Questions pratiques et conseils en matière de conformité

Les entreprises canadiennes qui souhaitent réduire au minimum le risque d’être contestées aux termes des nouvelles dispositions sur les prix excessifs et injustes de la Loi sur la concurrence pourraient vouloir prendre les mesures suivantes.

Déceler la position dominante potentielle—soit repérer les produits ou les marchés possibles à l’égard desquels l’entreprise pourrait raisonnablement être considérée comme occupant une position dominante, compte tenu des parts de marché et de conditions telles que les entraves à l’accès au marché. Pour des raisons pratiques, on pourrait se concentrer sur les produits qui peuvent être considérés comme des nécessités ou des dépenses non discrétionnaires.

Rechercher les éléments par rapport auxquels les prix des produits de l’entreprise pourraient être comparés, y compris ce qui suit :

  • Les augmentations de prix inhabituelles en dehors du cours normal des activités, comme des prix beaucoup plus élevés qui font suite à la modification de la stratégie de fixation des prix ou de distribution ou à une fusion ou une acquisition.
  • Le prix du même produit dans d’autres canaux de distribution ou d’autres marchés géographiques.
  • Les produits pour lesquels l’entreprise peut maintenir des prix sensiblement plus élevés que ses concurrents.
  • Les coûts de production, de distribution et de commercialisation du produit. À cet égard, il peut être utile de documenter tous les coûts attribuables ou liés au produit.

Documenter les motifs des augmentations de prix marquées ou des écarts par rapport aux éléments comparatifs potentiels, plus particulièrement en ce qui concerne les plans d’expansion de la production, de distribution, de recherche-développement ou de viabilité à long terme de l’entreprise.

Le groupe de pratique Concurrence de Davies continuera de suivre de près les faits nouveaux en matière de prix excessifs et injustes et les autres aspects des modifications récemment proposées à la Loi sur la concurrence et de vous tenir au courant.

1 Même s’il ne constitue pas une pratique d’agissements anti-concurrentiels, le comportement d’une ou de plusieurs entreprises en position dominante peut également faire l’objet d’une contestation fondée sur les dispositions relatives à l’abus de position dominante s’il a eu ou est susceptible d’avoir pour effet d’empêcher ou de diminuer sensiblement la concurrence sur un marché dans lequel l’entreprise ou les entreprises en position dominante ont un intérêt concurrentiel plausible et si cet effet n’est pas le résultat d’une efficience économique supérieure. Toutefois, l’ajout de l’imposition de prix excessifs et injustes à la définition de « l’agissement anti-concurrentiel » ne facilite pas une contestation sur cette base.
2 Dans certaines provinces canadiennes, la législation en matière de protection des consommateurs limite les opérations iniques avec des consommateurs, lesquelles consistent, entre autres, à facturer à un consommateur un prix nettement supérieur aux prix offerts par d’autres fournisseurs pour des produits similaires. Certaines provinces ont également adopté des mesures qui permettent d’interdire les prix excessifs, au moins pour certains types de produits essentiels, dans une situation d’urgence, généralement pour une période limitée après un certain type de choc de demande ou d’offre. Veuillez consulter l'analyse de Davies sur les restrictions relatives aux « hausses abusives des prix » mises en œuvre au début de la pandémie de COVID-19.
3 Le Tribunal pourrait imposer une sanction pécuniaire pouvant atteindre (i) 25 millions de dollars canadiens (35 millions de dollars canadiens pour les ordonnances suivantes) ou, si cette valeur est supérieure, (ii) le triple de la valeur du bénéfice tiré de la pratique anti concurrentielle (ou, si ce montant ne peut raisonnablement pas être déterminé, 3 % des recettes globales brutes annuelles mondiales de l’intimé.
4 Dans sa version actuellement proposée, le pouvoir du Tribunal d’ordonner un tel paiement aux parties privées n’entrerait en vigueur qu’un an après que les législations modificatrices auront reçu la sanction royale.

● **Données fournies**:

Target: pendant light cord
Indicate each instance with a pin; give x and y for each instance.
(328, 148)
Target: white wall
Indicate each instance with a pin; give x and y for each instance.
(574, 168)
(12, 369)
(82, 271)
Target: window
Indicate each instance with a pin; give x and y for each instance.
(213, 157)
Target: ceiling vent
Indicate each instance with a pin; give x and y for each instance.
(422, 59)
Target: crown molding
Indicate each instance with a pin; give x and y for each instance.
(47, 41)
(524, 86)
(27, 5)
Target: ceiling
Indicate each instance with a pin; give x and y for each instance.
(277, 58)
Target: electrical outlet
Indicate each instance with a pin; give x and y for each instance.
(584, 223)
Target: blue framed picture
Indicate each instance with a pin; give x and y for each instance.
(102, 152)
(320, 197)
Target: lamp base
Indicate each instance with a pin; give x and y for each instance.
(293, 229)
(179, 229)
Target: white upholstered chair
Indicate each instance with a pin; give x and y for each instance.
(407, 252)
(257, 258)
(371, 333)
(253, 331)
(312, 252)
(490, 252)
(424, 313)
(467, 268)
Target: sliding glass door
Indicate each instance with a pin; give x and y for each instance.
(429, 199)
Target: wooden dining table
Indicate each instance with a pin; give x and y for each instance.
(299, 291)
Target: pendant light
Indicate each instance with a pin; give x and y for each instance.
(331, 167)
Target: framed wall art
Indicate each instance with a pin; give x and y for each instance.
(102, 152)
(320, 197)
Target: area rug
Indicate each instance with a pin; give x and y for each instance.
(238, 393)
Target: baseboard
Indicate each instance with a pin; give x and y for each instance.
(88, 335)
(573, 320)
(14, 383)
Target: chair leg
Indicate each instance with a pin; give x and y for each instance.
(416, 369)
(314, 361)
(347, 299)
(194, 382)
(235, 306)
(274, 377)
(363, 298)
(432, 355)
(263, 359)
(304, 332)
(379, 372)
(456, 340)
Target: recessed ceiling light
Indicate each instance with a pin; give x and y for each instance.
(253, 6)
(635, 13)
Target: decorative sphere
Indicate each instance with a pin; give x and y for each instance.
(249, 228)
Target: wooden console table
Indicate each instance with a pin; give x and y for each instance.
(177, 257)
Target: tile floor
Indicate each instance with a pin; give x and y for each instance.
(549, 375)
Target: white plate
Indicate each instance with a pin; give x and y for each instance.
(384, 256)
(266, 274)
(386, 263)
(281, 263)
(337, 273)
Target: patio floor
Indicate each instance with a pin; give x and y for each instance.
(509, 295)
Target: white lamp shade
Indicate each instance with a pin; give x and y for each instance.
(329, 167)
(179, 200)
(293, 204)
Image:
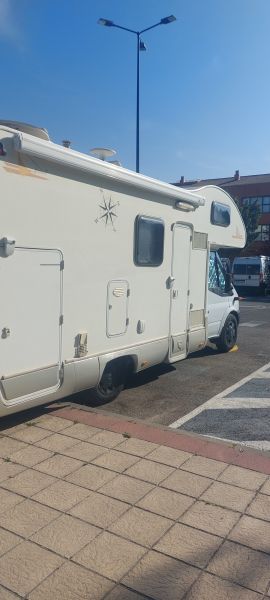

● **But de l'exercice**:
D'après l'extrait, sur quels produits pourrait-on se concentrer pour des raisons pratiques ?

● **Réponse**:
Sur les produits qui peuvent être considérés comme des nécessités ou des dépenses non discrétionnaires.